STORED ROWS —
..........

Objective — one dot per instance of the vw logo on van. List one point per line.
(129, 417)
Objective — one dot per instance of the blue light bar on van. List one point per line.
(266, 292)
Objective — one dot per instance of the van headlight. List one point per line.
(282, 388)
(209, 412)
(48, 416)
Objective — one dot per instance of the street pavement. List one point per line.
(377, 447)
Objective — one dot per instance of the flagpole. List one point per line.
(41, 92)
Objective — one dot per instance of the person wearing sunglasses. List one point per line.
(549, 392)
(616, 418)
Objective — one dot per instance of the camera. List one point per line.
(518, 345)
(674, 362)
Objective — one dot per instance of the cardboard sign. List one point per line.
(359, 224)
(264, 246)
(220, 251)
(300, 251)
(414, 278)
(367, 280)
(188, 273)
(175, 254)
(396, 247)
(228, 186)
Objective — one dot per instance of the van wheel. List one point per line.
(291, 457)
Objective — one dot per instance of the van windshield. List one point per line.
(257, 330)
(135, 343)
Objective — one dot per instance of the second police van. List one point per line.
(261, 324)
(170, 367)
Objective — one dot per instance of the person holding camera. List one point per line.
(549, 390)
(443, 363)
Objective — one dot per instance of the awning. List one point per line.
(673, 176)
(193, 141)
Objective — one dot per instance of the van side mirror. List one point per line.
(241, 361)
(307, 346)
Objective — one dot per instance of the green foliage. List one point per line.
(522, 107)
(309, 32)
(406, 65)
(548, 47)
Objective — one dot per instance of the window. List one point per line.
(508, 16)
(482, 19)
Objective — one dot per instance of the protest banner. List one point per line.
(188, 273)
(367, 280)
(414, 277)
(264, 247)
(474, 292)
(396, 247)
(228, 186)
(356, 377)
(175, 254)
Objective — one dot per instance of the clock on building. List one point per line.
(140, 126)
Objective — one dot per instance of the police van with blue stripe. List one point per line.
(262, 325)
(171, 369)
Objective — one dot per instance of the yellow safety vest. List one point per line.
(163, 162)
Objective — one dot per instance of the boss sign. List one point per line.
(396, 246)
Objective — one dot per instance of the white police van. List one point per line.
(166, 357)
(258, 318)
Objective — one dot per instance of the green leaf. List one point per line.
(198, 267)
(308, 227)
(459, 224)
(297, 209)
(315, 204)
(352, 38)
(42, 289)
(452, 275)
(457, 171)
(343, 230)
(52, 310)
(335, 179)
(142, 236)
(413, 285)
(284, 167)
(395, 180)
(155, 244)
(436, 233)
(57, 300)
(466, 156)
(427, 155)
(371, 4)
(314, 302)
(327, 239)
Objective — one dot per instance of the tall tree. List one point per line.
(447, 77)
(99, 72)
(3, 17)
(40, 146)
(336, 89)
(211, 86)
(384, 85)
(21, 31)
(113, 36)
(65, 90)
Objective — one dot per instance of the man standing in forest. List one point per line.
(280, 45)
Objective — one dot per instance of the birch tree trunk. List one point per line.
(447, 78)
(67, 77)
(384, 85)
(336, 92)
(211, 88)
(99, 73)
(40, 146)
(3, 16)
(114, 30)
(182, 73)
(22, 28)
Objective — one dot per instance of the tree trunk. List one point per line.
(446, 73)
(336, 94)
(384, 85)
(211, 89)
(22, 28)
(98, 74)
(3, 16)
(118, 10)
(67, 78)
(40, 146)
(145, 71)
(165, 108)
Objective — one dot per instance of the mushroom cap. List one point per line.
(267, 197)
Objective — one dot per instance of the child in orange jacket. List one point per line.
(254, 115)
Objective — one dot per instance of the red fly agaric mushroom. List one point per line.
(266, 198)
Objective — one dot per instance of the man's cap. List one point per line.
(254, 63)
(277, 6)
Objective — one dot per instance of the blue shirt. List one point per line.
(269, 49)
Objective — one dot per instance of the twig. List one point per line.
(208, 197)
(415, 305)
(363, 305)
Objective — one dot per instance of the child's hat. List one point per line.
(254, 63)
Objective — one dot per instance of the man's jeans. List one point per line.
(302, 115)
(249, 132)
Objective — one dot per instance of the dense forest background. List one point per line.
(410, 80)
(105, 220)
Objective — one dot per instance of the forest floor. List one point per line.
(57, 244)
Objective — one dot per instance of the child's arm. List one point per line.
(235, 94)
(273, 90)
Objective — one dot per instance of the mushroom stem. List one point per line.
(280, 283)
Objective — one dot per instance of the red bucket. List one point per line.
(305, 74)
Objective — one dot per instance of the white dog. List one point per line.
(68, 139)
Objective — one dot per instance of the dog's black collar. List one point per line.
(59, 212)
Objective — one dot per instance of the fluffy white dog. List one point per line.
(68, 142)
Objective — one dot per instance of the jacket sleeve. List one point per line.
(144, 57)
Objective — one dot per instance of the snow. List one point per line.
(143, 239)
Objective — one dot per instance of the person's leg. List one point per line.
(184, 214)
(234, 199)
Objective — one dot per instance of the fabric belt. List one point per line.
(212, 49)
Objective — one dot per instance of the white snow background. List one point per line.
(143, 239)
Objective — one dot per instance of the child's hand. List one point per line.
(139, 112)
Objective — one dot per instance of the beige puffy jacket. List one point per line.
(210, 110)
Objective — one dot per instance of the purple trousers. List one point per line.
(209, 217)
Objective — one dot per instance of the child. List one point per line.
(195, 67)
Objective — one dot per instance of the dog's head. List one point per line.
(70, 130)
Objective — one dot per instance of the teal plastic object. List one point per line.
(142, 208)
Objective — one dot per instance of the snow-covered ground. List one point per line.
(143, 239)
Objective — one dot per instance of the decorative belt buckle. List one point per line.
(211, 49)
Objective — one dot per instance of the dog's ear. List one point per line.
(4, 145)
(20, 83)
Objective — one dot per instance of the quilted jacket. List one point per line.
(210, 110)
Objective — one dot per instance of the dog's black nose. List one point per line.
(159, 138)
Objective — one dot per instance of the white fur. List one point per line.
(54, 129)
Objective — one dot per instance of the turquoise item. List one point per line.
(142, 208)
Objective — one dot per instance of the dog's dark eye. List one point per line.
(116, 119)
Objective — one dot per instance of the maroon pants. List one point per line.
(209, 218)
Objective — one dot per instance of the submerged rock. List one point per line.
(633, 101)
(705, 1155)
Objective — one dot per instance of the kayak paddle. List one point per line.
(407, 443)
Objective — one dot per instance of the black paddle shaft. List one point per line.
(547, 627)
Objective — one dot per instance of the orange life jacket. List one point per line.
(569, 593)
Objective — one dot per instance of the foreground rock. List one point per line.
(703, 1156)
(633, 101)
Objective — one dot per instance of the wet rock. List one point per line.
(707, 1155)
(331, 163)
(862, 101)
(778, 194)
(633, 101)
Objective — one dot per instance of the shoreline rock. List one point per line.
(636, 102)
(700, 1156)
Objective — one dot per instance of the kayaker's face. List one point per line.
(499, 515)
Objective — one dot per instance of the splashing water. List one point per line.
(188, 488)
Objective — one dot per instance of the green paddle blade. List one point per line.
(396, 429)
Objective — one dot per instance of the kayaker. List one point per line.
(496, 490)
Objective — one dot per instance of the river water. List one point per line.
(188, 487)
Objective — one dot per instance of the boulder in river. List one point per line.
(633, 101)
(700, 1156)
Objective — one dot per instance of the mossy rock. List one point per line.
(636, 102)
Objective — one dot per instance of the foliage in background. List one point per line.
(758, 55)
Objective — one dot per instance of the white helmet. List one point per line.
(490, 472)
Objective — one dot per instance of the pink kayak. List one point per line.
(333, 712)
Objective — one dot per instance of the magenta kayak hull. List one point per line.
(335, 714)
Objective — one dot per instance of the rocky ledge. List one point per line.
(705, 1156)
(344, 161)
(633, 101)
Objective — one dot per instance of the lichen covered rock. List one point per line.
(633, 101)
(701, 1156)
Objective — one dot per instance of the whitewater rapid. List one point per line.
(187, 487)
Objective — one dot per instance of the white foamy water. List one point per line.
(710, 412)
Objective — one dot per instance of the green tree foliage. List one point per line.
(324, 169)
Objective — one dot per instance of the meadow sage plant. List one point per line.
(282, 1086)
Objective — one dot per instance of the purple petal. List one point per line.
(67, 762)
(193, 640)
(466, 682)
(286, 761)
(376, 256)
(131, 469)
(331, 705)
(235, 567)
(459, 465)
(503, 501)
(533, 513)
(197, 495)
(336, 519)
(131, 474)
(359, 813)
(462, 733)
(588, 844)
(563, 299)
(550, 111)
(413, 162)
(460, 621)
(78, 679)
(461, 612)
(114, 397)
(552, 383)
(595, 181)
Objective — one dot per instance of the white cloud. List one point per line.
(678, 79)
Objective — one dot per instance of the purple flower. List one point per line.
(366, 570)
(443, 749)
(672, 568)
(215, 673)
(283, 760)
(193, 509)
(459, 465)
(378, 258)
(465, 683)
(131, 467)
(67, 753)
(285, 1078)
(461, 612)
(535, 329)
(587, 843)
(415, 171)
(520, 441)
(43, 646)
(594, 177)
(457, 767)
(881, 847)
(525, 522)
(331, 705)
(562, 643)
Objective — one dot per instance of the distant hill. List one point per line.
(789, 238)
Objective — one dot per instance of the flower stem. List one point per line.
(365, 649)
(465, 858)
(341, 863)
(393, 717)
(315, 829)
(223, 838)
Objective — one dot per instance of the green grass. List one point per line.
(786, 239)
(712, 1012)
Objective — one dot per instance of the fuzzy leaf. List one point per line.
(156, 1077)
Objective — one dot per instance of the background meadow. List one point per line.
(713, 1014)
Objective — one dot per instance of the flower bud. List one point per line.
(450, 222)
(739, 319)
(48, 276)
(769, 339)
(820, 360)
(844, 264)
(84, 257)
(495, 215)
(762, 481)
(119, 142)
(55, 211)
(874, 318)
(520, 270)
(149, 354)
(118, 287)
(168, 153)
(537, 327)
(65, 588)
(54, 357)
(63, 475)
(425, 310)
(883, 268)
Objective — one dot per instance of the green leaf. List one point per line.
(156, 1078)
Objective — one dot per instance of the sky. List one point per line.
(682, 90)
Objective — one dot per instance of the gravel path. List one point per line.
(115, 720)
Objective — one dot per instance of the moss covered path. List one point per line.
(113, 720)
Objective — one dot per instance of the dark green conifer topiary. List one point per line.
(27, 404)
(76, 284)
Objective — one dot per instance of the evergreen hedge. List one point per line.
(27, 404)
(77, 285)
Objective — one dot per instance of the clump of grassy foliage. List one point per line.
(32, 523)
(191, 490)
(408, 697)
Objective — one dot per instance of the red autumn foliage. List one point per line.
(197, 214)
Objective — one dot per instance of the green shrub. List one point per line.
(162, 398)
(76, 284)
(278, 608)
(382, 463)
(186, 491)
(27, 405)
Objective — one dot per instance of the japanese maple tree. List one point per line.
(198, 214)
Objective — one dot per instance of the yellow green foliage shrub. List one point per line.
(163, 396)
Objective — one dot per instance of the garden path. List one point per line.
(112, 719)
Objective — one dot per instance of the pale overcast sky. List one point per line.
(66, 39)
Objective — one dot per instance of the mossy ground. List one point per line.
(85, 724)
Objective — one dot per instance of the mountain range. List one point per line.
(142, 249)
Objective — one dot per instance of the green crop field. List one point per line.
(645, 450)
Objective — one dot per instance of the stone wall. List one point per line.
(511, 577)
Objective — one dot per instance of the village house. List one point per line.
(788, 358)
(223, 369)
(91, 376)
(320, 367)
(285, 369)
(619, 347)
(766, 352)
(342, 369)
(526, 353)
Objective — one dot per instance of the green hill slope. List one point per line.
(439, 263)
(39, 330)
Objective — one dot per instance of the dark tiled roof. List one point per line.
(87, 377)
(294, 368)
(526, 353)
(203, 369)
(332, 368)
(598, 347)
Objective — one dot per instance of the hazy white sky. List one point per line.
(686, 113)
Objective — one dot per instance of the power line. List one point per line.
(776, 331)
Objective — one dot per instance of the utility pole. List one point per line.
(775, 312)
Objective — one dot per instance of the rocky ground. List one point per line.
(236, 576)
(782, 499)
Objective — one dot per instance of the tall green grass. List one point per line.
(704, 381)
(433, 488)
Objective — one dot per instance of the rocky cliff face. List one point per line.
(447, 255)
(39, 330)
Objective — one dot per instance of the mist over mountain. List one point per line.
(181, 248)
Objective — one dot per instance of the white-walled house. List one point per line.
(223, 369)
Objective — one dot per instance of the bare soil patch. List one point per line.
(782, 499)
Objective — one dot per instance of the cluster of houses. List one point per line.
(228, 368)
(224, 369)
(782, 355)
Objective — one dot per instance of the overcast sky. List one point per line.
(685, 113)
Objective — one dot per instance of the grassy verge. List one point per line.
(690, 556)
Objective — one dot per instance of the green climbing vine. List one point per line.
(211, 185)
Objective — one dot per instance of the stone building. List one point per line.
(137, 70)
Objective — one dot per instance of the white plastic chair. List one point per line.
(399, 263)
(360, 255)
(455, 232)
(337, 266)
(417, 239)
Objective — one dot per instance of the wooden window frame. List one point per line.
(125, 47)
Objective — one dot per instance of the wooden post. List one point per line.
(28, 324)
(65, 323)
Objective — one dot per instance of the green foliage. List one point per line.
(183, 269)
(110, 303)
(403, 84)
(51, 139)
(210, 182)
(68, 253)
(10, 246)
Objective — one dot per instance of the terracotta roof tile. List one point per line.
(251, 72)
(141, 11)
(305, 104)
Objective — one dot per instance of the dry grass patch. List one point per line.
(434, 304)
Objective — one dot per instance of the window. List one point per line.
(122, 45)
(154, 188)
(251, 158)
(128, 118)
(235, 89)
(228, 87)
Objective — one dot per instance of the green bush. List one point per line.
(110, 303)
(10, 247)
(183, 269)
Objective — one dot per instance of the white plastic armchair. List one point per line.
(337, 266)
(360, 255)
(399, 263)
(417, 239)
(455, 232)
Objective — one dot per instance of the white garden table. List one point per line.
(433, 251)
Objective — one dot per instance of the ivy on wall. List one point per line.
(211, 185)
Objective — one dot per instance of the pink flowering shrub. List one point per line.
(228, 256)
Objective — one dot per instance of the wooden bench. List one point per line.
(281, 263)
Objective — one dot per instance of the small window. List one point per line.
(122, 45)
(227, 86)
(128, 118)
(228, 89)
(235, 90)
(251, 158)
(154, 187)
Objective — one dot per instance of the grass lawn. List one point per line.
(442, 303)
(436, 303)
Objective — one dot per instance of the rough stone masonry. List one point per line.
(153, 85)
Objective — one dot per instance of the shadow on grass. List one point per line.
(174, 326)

..........

YOUR OBJECTIVE — Everything from the line with "Objective — one dot per instance of the dry" through the last line of the material above should be echoed exactly, and nothing else.

FULL OUTPUT —
Objective — one dot per instance of the dry grass patch. List one point per line.
(434, 304)
Objective — one dot per instance of the window. List one point per line.
(122, 45)
(154, 188)
(251, 158)
(128, 118)
(235, 89)
(228, 87)
Objective — one dot per instance of the green bush. List one point per line.
(110, 303)
(10, 247)
(183, 269)
Objective — one dot per instance of the white plastic armchair. List one point per line.
(337, 266)
(360, 255)
(399, 263)
(417, 239)
(455, 232)
Objective — one dot per instance of the white garden table. List one point per line.
(433, 251)
Objective — one dot per instance of the ivy on wall. List one point per line.
(211, 185)
Objective — one dot per instance of the pink flowering shrub. List one point per line.
(228, 256)
Objective — one dot per instance of the wooden bench. List one point per line.
(281, 263)
Objective — one dot per instance of the small window. List one point per line.
(122, 45)
(227, 86)
(128, 118)
(228, 89)
(235, 90)
(251, 158)
(154, 187)
Objective — one dot per instance of the grass lawn. List one point per line.
(442, 303)
(436, 303)
Objective — one dot per instance of the rough stone masonry. List one point per line.
(153, 85)
Objective — one dot per instance of the shadow on grass. List one point per line.
(174, 326)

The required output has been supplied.